BEGIN Data for processing

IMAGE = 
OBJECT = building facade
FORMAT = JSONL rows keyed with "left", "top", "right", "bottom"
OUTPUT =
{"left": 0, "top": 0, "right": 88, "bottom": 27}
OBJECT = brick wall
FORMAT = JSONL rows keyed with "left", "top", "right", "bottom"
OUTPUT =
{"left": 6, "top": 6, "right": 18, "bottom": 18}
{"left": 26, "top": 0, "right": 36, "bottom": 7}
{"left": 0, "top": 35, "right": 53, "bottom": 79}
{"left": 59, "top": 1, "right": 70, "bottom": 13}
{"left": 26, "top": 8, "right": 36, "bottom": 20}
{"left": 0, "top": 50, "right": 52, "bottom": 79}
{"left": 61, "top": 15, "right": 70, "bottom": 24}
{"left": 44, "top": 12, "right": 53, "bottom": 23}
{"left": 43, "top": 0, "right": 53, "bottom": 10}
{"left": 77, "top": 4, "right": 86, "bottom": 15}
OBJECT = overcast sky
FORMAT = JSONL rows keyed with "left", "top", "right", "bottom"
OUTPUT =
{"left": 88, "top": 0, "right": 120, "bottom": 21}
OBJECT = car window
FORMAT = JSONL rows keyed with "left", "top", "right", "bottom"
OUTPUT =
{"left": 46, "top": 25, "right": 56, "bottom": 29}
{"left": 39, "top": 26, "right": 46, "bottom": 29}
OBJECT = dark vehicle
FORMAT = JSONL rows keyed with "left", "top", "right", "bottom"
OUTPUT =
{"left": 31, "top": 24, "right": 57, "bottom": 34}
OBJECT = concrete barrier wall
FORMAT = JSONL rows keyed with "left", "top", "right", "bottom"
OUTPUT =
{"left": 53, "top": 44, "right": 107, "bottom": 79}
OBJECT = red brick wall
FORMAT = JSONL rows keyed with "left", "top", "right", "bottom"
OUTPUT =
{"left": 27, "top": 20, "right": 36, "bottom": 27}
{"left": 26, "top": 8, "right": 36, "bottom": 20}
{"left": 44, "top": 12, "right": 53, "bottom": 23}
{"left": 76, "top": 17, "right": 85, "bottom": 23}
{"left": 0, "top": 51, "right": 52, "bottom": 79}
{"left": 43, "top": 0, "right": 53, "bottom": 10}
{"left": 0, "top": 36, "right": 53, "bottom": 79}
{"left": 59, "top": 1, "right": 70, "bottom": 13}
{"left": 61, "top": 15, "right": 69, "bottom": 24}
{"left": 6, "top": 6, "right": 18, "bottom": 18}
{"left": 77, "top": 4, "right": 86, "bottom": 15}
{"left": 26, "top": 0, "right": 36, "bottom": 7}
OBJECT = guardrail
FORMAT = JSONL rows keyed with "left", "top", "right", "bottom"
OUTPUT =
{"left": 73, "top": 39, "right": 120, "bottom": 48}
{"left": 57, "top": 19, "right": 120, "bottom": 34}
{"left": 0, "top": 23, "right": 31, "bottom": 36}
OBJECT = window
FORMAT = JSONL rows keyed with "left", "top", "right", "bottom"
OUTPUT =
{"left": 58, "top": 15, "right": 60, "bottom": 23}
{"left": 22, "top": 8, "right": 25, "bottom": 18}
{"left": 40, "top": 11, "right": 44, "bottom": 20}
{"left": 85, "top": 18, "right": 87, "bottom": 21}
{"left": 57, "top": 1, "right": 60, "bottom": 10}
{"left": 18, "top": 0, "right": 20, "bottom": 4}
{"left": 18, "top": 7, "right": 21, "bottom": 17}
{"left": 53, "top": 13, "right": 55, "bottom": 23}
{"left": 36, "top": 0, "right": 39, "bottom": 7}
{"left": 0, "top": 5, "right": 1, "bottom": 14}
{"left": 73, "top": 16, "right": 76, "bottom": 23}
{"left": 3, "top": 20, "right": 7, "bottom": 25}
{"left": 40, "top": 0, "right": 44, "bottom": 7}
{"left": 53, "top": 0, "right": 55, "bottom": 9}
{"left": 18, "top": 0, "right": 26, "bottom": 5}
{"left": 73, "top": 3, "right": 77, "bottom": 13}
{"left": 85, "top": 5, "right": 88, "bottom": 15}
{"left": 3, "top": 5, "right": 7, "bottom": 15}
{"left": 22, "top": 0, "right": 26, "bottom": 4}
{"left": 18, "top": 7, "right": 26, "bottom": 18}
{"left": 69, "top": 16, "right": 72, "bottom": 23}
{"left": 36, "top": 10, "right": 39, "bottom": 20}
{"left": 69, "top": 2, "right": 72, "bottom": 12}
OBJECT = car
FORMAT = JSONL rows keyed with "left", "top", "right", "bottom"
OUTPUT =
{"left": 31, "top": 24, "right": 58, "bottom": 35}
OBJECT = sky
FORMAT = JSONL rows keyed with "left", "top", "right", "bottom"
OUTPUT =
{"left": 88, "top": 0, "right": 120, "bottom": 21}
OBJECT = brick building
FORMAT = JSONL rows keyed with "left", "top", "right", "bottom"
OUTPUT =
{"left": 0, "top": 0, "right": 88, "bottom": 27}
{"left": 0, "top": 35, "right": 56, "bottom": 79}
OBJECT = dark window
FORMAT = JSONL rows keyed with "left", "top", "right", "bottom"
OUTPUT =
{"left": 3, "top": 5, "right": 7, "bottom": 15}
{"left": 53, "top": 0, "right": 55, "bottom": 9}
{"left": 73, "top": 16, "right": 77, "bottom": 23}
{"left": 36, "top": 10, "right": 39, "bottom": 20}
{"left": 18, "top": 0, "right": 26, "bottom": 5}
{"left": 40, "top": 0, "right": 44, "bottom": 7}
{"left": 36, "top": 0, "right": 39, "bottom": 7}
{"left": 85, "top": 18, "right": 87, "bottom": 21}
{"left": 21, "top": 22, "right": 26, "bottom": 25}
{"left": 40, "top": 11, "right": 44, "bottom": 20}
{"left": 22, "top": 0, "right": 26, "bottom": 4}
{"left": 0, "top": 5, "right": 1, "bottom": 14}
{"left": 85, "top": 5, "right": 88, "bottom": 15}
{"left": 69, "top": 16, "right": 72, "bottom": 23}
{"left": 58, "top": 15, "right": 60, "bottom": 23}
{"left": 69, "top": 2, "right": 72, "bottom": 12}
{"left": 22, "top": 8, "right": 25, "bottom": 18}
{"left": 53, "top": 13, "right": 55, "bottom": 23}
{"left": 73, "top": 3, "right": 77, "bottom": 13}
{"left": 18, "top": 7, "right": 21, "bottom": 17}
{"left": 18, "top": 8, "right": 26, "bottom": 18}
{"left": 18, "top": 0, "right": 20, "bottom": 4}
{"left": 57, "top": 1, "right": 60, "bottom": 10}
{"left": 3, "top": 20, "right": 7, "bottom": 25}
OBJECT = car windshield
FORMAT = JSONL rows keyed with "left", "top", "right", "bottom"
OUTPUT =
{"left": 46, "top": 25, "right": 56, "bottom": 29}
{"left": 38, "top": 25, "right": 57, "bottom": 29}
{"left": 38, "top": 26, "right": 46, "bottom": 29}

END Data for processing

Problem
Print the full listing again, word for word.

Task output
IMAGE = 
OBJECT = building facade
FORMAT = JSONL rows keyed with "left", "top", "right", "bottom"
OUTPUT =
{"left": 0, "top": 0, "right": 88, "bottom": 27}
OBJECT = brick wall
FORMAT = JSONL rows keyed with "left", "top", "right", "bottom"
OUTPUT =
{"left": 6, "top": 6, "right": 18, "bottom": 18}
{"left": 26, "top": 0, "right": 36, "bottom": 7}
{"left": 0, "top": 35, "right": 53, "bottom": 79}
{"left": 59, "top": 1, "right": 70, "bottom": 13}
{"left": 26, "top": 8, "right": 36, "bottom": 20}
{"left": 0, "top": 50, "right": 52, "bottom": 79}
{"left": 61, "top": 15, "right": 70, "bottom": 24}
{"left": 44, "top": 12, "right": 53, "bottom": 23}
{"left": 43, "top": 0, "right": 53, "bottom": 10}
{"left": 77, "top": 4, "right": 86, "bottom": 15}
OBJECT = overcast sky
FORMAT = JSONL rows keyed with "left", "top", "right", "bottom"
OUTPUT =
{"left": 88, "top": 0, "right": 120, "bottom": 21}
OBJECT = car window
FORMAT = JSONL rows keyed with "left", "top", "right", "bottom"
OUTPUT =
{"left": 46, "top": 25, "right": 56, "bottom": 29}
{"left": 39, "top": 26, "right": 46, "bottom": 29}
OBJECT = dark vehicle
FORMAT = JSONL rows keyed with "left", "top", "right", "bottom"
OUTPUT =
{"left": 31, "top": 24, "right": 57, "bottom": 34}
OBJECT = concrete barrier wall
FORMAT = JSONL rows keyed with "left", "top", "right", "bottom"
OUTPUT =
{"left": 53, "top": 44, "right": 107, "bottom": 79}
OBJECT = red brick wall
FORMAT = JSONL rows keyed with "left", "top", "right", "bottom"
OUTPUT =
{"left": 27, "top": 20, "right": 36, "bottom": 27}
{"left": 26, "top": 8, "right": 36, "bottom": 20}
{"left": 44, "top": 12, "right": 53, "bottom": 23}
{"left": 76, "top": 17, "right": 85, "bottom": 23}
{"left": 0, "top": 51, "right": 52, "bottom": 79}
{"left": 43, "top": 0, "right": 53, "bottom": 10}
{"left": 0, "top": 36, "right": 53, "bottom": 79}
{"left": 59, "top": 1, "right": 70, "bottom": 13}
{"left": 61, "top": 15, "right": 69, "bottom": 24}
{"left": 6, "top": 6, "right": 18, "bottom": 18}
{"left": 77, "top": 4, "right": 86, "bottom": 15}
{"left": 26, "top": 0, "right": 36, "bottom": 7}
OBJECT = guardrail
FORMAT = JSONL rows keyed with "left", "top", "right", "bottom"
OUTPUT =
{"left": 73, "top": 39, "right": 120, "bottom": 48}
{"left": 57, "top": 19, "right": 120, "bottom": 34}
{"left": 0, "top": 23, "right": 31, "bottom": 36}
OBJECT = window
FORMAT = JSONL rows keyed with "left", "top", "right", "bottom"
OUTPUT =
{"left": 58, "top": 15, "right": 60, "bottom": 23}
{"left": 22, "top": 8, "right": 25, "bottom": 18}
{"left": 40, "top": 11, "right": 44, "bottom": 20}
{"left": 85, "top": 18, "right": 87, "bottom": 21}
{"left": 57, "top": 1, "right": 60, "bottom": 10}
{"left": 18, "top": 0, "right": 20, "bottom": 4}
{"left": 18, "top": 7, "right": 21, "bottom": 17}
{"left": 53, "top": 13, "right": 55, "bottom": 23}
{"left": 36, "top": 0, "right": 39, "bottom": 7}
{"left": 0, "top": 5, "right": 1, "bottom": 14}
{"left": 73, "top": 16, "right": 76, "bottom": 23}
{"left": 3, "top": 20, "right": 7, "bottom": 25}
{"left": 40, "top": 0, "right": 44, "bottom": 7}
{"left": 53, "top": 0, "right": 55, "bottom": 9}
{"left": 18, "top": 0, "right": 26, "bottom": 5}
{"left": 73, "top": 3, "right": 77, "bottom": 13}
{"left": 85, "top": 5, "right": 88, "bottom": 15}
{"left": 3, "top": 5, "right": 7, "bottom": 15}
{"left": 22, "top": 0, "right": 26, "bottom": 4}
{"left": 18, "top": 7, "right": 26, "bottom": 18}
{"left": 69, "top": 16, "right": 72, "bottom": 23}
{"left": 36, "top": 10, "right": 39, "bottom": 20}
{"left": 69, "top": 2, "right": 72, "bottom": 12}
OBJECT = car
FORMAT = JSONL rows keyed with "left", "top", "right", "bottom"
OUTPUT =
{"left": 31, "top": 24, "right": 58, "bottom": 35}
OBJECT = sky
FORMAT = JSONL rows keyed with "left", "top", "right", "bottom"
OUTPUT =
{"left": 88, "top": 0, "right": 120, "bottom": 21}
OBJECT = brick building
FORMAT = JSONL rows keyed with "left", "top", "right", "bottom"
OUTPUT =
{"left": 0, "top": 0, "right": 88, "bottom": 27}
{"left": 0, "top": 35, "right": 56, "bottom": 79}
OBJECT = dark window
FORMAT = JSONL rows keyed with "left", "top", "right", "bottom"
OUTPUT =
{"left": 3, "top": 5, "right": 7, "bottom": 15}
{"left": 53, "top": 0, "right": 55, "bottom": 9}
{"left": 73, "top": 16, "right": 77, "bottom": 23}
{"left": 36, "top": 10, "right": 39, "bottom": 20}
{"left": 18, "top": 0, "right": 26, "bottom": 5}
{"left": 40, "top": 0, "right": 44, "bottom": 7}
{"left": 36, "top": 0, "right": 39, "bottom": 7}
{"left": 85, "top": 18, "right": 87, "bottom": 21}
{"left": 21, "top": 22, "right": 26, "bottom": 25}
{"left": 40, "top": 11, "right": 44, "bottom": 20}
{"left": 22, "top": 0, "right": 26, "bottom": 4}
{"left": 0, "top": 5, "right": 1, "bottom": 14}
{"left": 85, "top": 5, "right": 88, "bottom": 15}
{"left": 69, "top": 16, "right": 72, "bottom": 23}
{"left": 58, "top": 15, "right": 60, "bottom": 23}
{"left": 69, "top": 2, "right": 72, "bottom": 12}
{"left": 22, "top": 8, "right": 25, "bottom": 18}
{"left": 53, "top": 13, "right": 55, "bottom": 23}
{"left": 73, "top": 3, "right": 77, "bottom": 13}
{"left": 18, "top": 7, "right": 21, "bottom": 17}
{"left": 18, "top": 8, "right": 26, "bottom": 18}
{"left": 18, "top": 0, "right": 20, "bottom": 4}
{"left": 57, "top": 1, "right": 60, "bottom": 10}
{"left": 3, "top": 20, "right": 7, "bottom": 25}
OBJECT = car windshield
FORMAT = JSONL rows keyed with "left", "top", "right", "bottom"
OUTPUT =
{"left": 46, "top": 25, "right": 56, "bottom": 29}
{"left": 38, "top": 25, "right": 57, "bottom": 29}
{"left": 38, "top": 26, "right": 46, "bottom": 29}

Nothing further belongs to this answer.